(DATA EXCERPTS begins)
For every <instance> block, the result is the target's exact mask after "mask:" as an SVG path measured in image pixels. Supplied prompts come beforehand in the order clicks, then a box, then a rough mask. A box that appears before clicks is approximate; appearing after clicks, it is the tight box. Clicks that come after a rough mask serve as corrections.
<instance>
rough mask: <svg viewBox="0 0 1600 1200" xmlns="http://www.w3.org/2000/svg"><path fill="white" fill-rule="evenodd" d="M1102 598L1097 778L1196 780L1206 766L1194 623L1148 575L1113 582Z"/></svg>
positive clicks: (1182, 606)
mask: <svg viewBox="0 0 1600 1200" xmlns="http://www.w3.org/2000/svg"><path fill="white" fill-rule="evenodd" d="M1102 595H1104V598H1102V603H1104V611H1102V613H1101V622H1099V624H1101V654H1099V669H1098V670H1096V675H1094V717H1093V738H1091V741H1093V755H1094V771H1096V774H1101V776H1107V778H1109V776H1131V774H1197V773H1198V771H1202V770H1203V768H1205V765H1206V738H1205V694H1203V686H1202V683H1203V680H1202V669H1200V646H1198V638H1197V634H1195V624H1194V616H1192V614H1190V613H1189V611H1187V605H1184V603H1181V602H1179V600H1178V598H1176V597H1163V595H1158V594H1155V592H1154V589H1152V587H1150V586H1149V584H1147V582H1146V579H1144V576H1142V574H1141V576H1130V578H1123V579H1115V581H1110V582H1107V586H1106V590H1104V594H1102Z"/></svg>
(DATA EXCERPTS ends)
→ **WORK INSTRUCTION**
Return only the lines spanning from the first line of the material through the line with "rough mask: <svg", copied exactly, both ends kept.

→ **ANSWER SECTION**
For every <instance> block, the result is the target's exact mask after "mask:" as an SVG path measured in image pixels. Supplied prompts come beforehand in the order clicks, then a box, then a rough mask. A box that appears before clicks is approximate; appearing after clicks, it is the tight box. Clicks that come after a rough mask serve as corrections.
<instance>
rough mask: <svg viewBox="0 0 1600 1200" xmlns="http://www.w3.org/2000/svg"><path fill="white" fill-rule="evenodd" d="M1102 598L1097 778L1196 780L1206 766L1194 623L1148 575L1113 582Z"/></svg>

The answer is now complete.